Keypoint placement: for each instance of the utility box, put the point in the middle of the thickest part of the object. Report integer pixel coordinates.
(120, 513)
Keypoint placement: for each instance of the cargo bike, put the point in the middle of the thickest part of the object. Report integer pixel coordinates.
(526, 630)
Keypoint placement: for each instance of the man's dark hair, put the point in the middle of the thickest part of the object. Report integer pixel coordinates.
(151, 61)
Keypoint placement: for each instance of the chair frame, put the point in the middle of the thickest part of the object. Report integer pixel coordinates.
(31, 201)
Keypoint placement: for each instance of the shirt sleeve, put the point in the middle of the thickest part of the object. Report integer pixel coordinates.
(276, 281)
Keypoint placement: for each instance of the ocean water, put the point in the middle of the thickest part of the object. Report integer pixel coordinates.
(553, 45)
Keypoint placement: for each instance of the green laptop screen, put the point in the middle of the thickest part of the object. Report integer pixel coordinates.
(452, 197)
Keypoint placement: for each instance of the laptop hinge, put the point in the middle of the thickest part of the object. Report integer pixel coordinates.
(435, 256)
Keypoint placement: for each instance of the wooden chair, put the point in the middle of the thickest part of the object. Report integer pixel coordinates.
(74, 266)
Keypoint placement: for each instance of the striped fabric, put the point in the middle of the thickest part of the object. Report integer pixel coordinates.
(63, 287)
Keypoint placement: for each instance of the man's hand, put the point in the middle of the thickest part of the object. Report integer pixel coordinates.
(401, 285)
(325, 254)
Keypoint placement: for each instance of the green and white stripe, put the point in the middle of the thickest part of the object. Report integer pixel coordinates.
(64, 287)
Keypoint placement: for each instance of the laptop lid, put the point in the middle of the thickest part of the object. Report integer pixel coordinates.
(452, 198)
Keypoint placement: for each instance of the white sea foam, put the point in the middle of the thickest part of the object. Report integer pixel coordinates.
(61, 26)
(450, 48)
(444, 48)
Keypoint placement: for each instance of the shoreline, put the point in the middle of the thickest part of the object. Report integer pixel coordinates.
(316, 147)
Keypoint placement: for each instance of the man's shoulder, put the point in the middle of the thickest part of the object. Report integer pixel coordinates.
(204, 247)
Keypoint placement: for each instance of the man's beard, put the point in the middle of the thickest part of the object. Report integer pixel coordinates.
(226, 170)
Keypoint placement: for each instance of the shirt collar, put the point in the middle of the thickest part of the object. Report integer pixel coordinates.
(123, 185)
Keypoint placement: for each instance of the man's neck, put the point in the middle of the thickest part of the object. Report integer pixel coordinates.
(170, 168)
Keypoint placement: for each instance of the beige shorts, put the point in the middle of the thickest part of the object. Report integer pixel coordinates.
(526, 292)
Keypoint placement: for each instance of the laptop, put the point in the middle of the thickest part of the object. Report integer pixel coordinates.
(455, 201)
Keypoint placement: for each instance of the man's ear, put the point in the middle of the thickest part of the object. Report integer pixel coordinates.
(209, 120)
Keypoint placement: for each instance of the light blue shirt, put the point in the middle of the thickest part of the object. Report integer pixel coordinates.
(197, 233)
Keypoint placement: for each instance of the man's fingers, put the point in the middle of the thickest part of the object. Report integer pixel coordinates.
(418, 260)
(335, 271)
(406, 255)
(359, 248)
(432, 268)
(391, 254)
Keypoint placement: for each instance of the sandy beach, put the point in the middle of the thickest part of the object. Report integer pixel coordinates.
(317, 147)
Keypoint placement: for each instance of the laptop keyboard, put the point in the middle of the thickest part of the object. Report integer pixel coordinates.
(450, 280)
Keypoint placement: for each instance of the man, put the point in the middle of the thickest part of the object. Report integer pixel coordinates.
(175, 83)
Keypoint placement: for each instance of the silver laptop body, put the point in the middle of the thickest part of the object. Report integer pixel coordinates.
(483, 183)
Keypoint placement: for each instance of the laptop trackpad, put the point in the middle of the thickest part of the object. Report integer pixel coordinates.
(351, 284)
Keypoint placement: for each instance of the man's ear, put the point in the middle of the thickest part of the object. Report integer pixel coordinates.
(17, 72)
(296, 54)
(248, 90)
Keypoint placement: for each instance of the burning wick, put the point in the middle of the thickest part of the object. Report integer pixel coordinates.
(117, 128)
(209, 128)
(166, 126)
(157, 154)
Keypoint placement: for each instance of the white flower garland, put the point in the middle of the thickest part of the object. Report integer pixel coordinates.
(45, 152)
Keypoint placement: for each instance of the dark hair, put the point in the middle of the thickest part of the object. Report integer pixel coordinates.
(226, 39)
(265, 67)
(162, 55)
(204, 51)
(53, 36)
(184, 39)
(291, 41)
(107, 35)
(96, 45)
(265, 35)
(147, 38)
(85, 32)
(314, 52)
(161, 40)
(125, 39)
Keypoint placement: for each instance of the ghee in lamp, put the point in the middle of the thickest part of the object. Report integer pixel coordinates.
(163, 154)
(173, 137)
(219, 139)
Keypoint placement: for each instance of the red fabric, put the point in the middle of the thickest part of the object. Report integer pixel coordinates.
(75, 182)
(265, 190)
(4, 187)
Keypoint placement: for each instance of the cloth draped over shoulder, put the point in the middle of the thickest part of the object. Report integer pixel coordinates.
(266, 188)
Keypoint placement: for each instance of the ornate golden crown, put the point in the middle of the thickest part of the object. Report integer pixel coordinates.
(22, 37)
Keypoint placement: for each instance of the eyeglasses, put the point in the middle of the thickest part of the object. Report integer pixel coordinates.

================================

#### WHAT THIS TASK INVOLVES:
Lay out every line of the material above as a Markdown table with the columns Row and Line, numbering the rows and skipping blank lines.

#### SOLUTION TO THE PROBLEM:
| Row | Line |
|---|---|
| 1 | Keypoint placement: for each instance of the utility box, put the point in the middle of the thickest part of the object. Report integer pixel coordinates. |
| 2 | (120, 513) |
| 3 | Keypoint placement: for each instance of the cargo bike, put the point in the middle of the thickest part of the object. Report integer pixel coordinates. |
| 4 | (526, 630) |
| 5 | Keypoint placement: for each instance of the man's dark hair, put the point in the middle of the thickest part of the object. Report integer pixel coordinates. |
| 6 | (151, 61) |
| 7 | Keypoint placement: for each instance of the chair frame, put the point in the middle of the thickest part of the object. Report integer pixel coordinates. |
| 8 | (31, 201) |
| 9 | Keypoint placement: for each instance of the shirt sleeve, put the point in the middle of the thickest part of the object. Report integer pixel coordinates. |
| 10 | (276, 281) |
| 11 | Keypoint placement: for each instance of the ocean water, put the point in the middle of the thickest part of the object. Report integer pixel coordinates. |
| 12 | (553, 45) |
| 13 | Keypoint placement: for each instance of the green laptop screen, put the point in the middle of the thickest part of the object. Report integer pixel coordinates. |
| 14 | (452, 197) |
| 15 | Keypoint placement: for each instance of the laptop hinge, put the point in the middle of the thickest part of the object. Report integer pixel coordinates. |
| 16 | (435, 256) |
| 17 | Keypoint placement: for each instance of the wooden chair, put the point in the middle of the thickest part of the object. Report integer pixel coordinates. |
| 18 | (74, 266) |
| 19 | Keypoint placement: for each instance of the striped fabric, put the point in the middle of the thickest part of the object. Report integer pixel coordinates. |
| 20 | (63, 287) |
| 21 | Keypoint placement: for each instance of the man's hand, put the point in the middle of the thickest part of the object. Report integer pixel coordinates. |
| 22 | (401, 285) |
| 23 | (325, 254) |
| 24 | Keypoint placement: for each instance of the green and white stripe, put the point in the middle of the thickest part of the object. Report integer pixel coordinates. |
| 25 | (64, 287) |
| 26 | Keypoint placement: for each instance of the laptop lid, put the point in the middle of the thickest part of the object. Report integer pixel coordinates. |
| 27 | (452, 198) |
| 28 | Keypoint placement: for each instance of the white sea foam, put the point in the middle of the thickest part of the object. Report integer pixel coordinates. |
| 29 | (61, 26) |
| 30 | (450, 48) |
| 31 | (444, 48) |
| 32 | Keypoint placement: for each instance of the shoreline, put the point in the middle of the thickest part of the object. Report integer pixel coordinates. |
| 33 | (316, 147) |
| 34 | Keypoint placement: for each instance of the man's shoulder, put the point in the middle of the thickest part of the object. Report integer pixel coordinates. |
| 35 | (204, 247) |
| 36 | Keypoint placement: for each instance of the man's beard, put the point in the middle of the thickest part of the object. Report integer pixel coordinates. |
| 37 | (226, 170) |
| 38 | Keypoint placement: for each instance of the shirt collar, put the point in the middle of the thickest part of the object. Report integer pixel coordinates. |
| 39 | (123, 185) |
| 40 | Keypoint placement: for each instance of the man's neck, put the point in the middle of the thickest part of the object. Report integer pixel coordinates. |
| 41 | (170, 168) |
| 42 | Keypoint placement: for each instance of the beige shorts, put the point in the middle of the thickest part of the object. Report integer pixel coordinates. |
| 43 | (526, 292) |
| 44 | Keypoint placement: for each instance of the laptop, put the point in the middle of the thickest part of the object. Report integer pixel coordinates. |
| 45 | (455, 201) |
| 46 | Keypoint placement: for each instance of the man's ear, put the point in the middle of the thickest part of the object. Report integer pixel coordinates. |
| 47 | (209, 120) |
| 48 | Keypoint placement: for each instance of the light blue shirt, put the point in the middle of the thickest part of the object. Report integer pixel coordinates. |
| 49 | (197, 233) |
| 50 | Keypoint placement: for each instance of the man's fingers, put the point in the middle of the thickest part of the object. Report integer pixel coordinates. |
| 51 | (418, 260) |
| 52 | (335, 271) |
| 53 | (406, 255) |
| 54 | (359, 248) |
| 55 | (432, 268) |
| 56 | (391, 254) |
| 57 | Keypoint placement: for each instance of the sandy beach, put the point in the middle of the thickest part of the object. Report integer pixel coordinates. |
| 58 | (317, 147) |
| 59 | Keypoint placement: for each instance of the laptop keyboard, put the point in the middle of the thickest part of the object. Report integer pixel coordinates. |
| 60 | (450, 280) |
| 61 | Keypoint placement: for each instance of the man, put the point in the middle of the thickest part of the object. Report integer pixel coordinates. |
| 62 | (175, 83) |
| 63 | Keypoint placement: for each instance of the silver laptop body, put the point in the middle of the thickest part of the object. Report integer pixel coordinates. |
| 64 | (483, 183) |
| 65 | Keypoint placement: for each instance of the laptop trackpad, put the point in the middle of the thickest part of the object. Report integer pixel coordinates. |
| 66 | (351, 284) |
| 67 | Keypoint placement: for each instance of the man's ear, put the point in the middle of the thickest part of the object. Report integer pixel coordinates. |
| 68 | (17, 72) |
| 69 | (296, 54) |
| 70 | (248, 90) |
| 71 | Keypoint placement: for each instance of the burning wick, put the point in the middle of the thickest part of the object. Report integer pixel coordinates. |
| 72 | (117, 128) |
| 73 | (209, 128) |
| 74 | (166, 126) |
| 75 | (157, 154) |
| 76 | Keypoint placement: for each instance of the white flower garland, put the point in the middle of the thickest part of the object. Report integer pixel coordinates. |
| 77 | (45, 152) |
| 78 | Keypoint placement: for each instance of the dark hair, put the point in the middle of the thickest part of the object. Report integer pixel coordinates. |
| 79 | (226, 39) |
| 80 | (265, 67) |
| 81 | (162, 55) |
| 82 | (204, 51) |
| 83 | (53, 36) |
| 84 | (184, 39) |
| 85 | (291, 41) |
| 86 | (107, 35) |
| 87 | (96, 45) |
| 88 | (265, 35) |
| 89 | (147, 38) |
| 90 | (85, 32) |
| 91 | (314, 52) |
| 92 | (161, 40) |
| 93 | (125, 39) |
| 94 | Keypoint placement: for each instance of the ghee in lamp, put the point in the middle of the thickest part of the object. Report integer pixel coordinates. |
| 95 | (163, 154) |
| 96 | (173, 137) |
| 97 | (219, 139) |
| 98 | Keypoint placement: for each instance of the red fabric, put the point in the middle of the thickest part of the object. Report integer pixel coordinates. |
| 99 | (75, 182) |
| 100 | (265, 190) |
| 101 | (4, 187) |
| 102 | Keypoint placement: for each instance of the cloth draped over shoulder, put the point in the middle of the thickest part of the object. Report integer pixel coordinates. |
| 103 | (266, 188) |
| 104 | Keypoint placement: for each instance of the ornate golden crown, put the point in the middle of the thickest part of the object. Report integer pixel coordinates. |
| 105 | (22, 37) |
| 106 | Keypoint placement: for each instance of the eyeglasses, put the point in the middle of the thickest part of the object. Report integer pixel coordinates. |